Record list:
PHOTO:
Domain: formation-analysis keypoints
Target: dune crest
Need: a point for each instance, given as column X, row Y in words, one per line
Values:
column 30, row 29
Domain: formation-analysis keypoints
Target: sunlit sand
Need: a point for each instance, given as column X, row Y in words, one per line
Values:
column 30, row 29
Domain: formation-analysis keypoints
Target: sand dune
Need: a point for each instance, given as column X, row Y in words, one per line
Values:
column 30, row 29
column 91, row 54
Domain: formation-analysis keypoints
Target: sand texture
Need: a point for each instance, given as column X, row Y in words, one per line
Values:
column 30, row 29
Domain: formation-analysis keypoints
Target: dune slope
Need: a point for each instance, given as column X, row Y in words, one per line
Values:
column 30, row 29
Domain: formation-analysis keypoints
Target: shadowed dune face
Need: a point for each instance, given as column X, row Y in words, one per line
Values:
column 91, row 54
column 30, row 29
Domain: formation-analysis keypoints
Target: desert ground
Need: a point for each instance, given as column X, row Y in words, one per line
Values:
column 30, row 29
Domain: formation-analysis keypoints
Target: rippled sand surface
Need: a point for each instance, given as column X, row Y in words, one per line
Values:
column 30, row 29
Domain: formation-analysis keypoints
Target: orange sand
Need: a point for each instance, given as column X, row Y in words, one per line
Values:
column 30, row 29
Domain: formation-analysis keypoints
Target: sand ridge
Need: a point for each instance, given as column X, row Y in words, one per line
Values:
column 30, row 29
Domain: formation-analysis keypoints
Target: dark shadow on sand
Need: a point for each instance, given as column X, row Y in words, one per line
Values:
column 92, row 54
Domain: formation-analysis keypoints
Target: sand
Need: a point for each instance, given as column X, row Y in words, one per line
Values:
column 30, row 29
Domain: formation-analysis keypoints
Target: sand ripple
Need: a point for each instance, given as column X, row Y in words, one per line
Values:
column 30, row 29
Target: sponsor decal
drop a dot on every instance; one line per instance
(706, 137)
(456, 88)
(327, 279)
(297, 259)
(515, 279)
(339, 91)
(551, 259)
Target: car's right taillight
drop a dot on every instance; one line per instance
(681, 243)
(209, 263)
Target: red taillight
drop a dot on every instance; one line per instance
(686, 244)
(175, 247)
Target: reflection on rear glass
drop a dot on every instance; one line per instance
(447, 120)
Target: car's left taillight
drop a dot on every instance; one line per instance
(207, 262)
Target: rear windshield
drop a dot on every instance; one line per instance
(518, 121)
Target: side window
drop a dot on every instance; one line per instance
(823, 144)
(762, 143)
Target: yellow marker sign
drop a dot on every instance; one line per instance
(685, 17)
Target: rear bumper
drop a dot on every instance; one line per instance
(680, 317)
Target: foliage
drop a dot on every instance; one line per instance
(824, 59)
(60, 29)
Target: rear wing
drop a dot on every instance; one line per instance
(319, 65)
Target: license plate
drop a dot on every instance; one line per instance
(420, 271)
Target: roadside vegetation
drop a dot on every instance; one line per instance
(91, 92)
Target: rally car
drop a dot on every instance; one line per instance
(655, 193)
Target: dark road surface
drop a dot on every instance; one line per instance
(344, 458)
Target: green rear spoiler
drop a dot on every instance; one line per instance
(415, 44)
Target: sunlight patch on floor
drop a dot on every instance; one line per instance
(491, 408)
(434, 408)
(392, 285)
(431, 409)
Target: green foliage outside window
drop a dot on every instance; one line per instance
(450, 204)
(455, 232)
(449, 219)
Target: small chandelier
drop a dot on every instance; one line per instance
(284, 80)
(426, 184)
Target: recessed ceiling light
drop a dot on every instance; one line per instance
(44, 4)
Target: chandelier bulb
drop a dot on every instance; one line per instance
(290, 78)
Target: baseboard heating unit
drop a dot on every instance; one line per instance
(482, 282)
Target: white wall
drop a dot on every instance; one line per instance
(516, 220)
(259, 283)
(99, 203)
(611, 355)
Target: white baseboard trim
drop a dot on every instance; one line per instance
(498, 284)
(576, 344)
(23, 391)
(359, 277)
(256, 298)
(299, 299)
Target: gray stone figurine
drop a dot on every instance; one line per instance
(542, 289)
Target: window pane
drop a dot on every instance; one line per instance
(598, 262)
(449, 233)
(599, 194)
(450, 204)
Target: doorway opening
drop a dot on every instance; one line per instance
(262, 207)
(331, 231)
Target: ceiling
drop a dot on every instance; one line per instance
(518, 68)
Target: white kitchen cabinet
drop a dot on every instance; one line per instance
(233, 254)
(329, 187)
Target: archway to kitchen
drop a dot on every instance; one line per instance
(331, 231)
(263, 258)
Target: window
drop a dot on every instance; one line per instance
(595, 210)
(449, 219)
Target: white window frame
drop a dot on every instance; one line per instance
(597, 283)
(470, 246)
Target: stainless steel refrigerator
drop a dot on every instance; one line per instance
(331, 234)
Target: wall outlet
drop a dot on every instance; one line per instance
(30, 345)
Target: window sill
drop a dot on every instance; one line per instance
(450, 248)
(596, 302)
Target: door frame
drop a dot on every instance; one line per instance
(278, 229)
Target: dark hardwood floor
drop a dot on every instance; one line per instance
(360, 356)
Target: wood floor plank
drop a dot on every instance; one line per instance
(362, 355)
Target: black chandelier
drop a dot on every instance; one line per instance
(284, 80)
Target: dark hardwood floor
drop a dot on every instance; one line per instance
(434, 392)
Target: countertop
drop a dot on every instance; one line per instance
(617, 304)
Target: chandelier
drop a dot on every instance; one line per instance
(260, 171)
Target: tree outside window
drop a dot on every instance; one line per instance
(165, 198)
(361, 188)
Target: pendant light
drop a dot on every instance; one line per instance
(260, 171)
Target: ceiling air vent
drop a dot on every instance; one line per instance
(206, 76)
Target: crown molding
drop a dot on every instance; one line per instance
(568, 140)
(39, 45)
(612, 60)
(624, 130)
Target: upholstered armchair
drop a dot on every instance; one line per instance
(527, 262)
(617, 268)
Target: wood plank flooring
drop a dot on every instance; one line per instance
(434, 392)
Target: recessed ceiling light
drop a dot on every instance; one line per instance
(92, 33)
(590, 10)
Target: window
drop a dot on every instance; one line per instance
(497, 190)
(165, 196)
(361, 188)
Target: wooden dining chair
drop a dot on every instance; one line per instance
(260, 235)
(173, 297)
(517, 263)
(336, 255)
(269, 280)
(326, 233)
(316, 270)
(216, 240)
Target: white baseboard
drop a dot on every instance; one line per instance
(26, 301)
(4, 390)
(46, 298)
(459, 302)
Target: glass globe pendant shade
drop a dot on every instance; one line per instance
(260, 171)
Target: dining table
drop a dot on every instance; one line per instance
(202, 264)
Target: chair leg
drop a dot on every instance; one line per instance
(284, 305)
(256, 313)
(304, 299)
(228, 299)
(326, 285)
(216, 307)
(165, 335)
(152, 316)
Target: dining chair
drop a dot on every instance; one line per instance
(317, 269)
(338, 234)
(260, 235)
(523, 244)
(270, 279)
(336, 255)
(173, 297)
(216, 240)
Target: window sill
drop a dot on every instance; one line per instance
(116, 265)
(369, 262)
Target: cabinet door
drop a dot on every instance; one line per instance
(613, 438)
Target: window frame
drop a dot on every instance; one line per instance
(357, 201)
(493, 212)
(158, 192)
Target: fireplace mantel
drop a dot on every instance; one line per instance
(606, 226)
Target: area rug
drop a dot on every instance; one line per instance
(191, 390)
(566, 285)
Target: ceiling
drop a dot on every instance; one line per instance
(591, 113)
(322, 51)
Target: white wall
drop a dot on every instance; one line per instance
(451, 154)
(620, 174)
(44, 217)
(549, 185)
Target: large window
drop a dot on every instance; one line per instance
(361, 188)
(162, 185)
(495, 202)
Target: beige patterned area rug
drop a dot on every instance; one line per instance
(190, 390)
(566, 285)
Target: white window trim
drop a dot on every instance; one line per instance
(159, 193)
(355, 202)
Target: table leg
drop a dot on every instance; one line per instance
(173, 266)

==

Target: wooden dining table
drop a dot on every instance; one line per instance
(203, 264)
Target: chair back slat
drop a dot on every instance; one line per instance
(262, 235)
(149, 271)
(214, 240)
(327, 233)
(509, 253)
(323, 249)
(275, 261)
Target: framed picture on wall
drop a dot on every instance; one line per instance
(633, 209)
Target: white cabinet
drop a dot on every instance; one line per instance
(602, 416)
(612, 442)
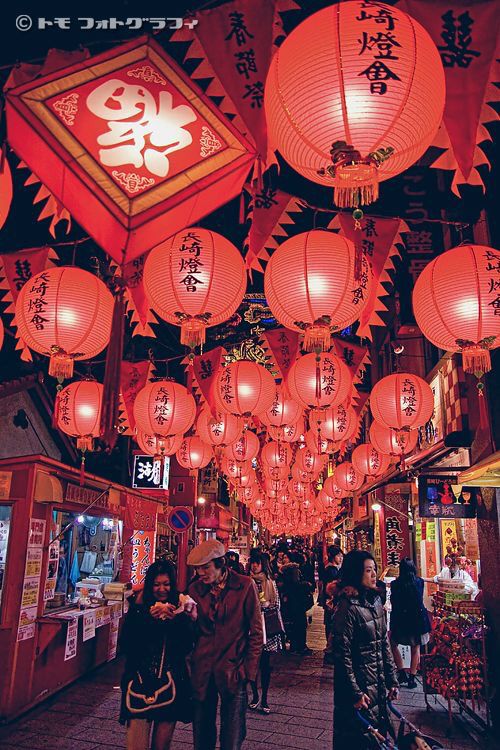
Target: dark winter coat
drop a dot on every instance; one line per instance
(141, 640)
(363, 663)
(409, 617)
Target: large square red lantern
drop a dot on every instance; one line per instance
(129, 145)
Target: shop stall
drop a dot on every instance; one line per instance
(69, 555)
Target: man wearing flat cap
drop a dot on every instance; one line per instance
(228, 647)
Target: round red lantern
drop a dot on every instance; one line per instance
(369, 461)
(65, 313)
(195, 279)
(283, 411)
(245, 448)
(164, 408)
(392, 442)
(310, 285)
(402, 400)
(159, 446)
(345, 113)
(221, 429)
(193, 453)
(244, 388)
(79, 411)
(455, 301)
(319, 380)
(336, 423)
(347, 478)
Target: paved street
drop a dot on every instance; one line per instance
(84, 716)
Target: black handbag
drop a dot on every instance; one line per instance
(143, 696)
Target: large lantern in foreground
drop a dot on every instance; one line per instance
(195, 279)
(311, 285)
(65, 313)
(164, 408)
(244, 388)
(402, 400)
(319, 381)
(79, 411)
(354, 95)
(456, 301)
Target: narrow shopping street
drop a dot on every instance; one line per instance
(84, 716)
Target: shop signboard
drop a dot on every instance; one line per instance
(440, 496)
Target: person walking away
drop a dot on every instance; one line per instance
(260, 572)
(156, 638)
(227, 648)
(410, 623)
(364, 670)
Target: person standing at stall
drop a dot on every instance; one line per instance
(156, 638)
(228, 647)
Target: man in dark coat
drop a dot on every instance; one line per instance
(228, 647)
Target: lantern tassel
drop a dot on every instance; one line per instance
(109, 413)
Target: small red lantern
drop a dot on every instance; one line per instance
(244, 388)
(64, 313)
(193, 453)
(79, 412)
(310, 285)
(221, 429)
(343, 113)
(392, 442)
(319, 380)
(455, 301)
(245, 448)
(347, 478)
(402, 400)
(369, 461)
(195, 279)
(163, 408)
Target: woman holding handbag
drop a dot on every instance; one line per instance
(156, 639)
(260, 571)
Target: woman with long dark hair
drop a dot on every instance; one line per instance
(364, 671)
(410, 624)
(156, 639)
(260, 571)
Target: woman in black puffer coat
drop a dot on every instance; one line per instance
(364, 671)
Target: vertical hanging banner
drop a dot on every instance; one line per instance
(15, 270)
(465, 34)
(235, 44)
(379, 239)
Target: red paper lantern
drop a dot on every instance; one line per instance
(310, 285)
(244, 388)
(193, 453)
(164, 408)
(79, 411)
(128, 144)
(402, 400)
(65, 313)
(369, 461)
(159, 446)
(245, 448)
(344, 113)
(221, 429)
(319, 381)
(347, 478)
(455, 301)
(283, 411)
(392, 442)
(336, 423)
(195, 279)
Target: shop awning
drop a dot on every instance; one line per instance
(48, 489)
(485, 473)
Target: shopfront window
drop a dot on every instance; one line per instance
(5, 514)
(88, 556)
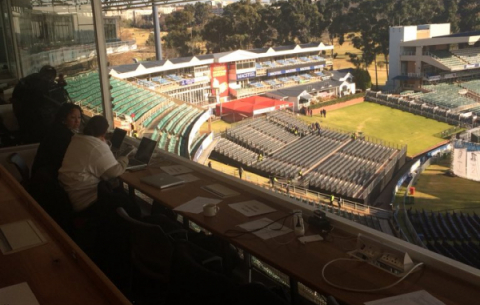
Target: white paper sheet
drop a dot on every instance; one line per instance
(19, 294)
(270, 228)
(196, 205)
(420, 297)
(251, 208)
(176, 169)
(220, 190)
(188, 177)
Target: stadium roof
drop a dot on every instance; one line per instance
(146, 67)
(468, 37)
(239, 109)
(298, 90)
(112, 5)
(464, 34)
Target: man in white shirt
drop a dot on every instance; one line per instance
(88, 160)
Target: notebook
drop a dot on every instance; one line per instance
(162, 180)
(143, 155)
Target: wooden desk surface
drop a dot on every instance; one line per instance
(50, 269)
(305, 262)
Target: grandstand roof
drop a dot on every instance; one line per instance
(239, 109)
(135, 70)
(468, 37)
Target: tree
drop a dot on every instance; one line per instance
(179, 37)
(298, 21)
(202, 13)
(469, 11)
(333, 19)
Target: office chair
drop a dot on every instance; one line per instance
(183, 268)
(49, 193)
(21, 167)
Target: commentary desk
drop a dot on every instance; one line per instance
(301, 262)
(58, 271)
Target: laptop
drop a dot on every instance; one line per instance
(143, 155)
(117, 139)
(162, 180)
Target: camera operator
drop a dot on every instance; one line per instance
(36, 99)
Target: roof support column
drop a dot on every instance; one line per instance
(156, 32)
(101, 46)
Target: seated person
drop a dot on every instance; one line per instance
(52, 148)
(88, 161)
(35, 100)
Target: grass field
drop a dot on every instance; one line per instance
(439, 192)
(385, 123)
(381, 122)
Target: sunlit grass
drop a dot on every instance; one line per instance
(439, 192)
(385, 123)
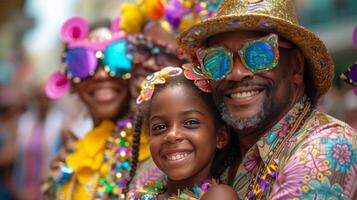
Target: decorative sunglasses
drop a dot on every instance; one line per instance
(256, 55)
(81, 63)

Exercise: From the data above, copy each line containing the string "cabinet", treating uppercase and lowercase letters as distinct.

Output for this task:
Target: white kitchen cabinet
Target: cabinet door
Target: white cabinet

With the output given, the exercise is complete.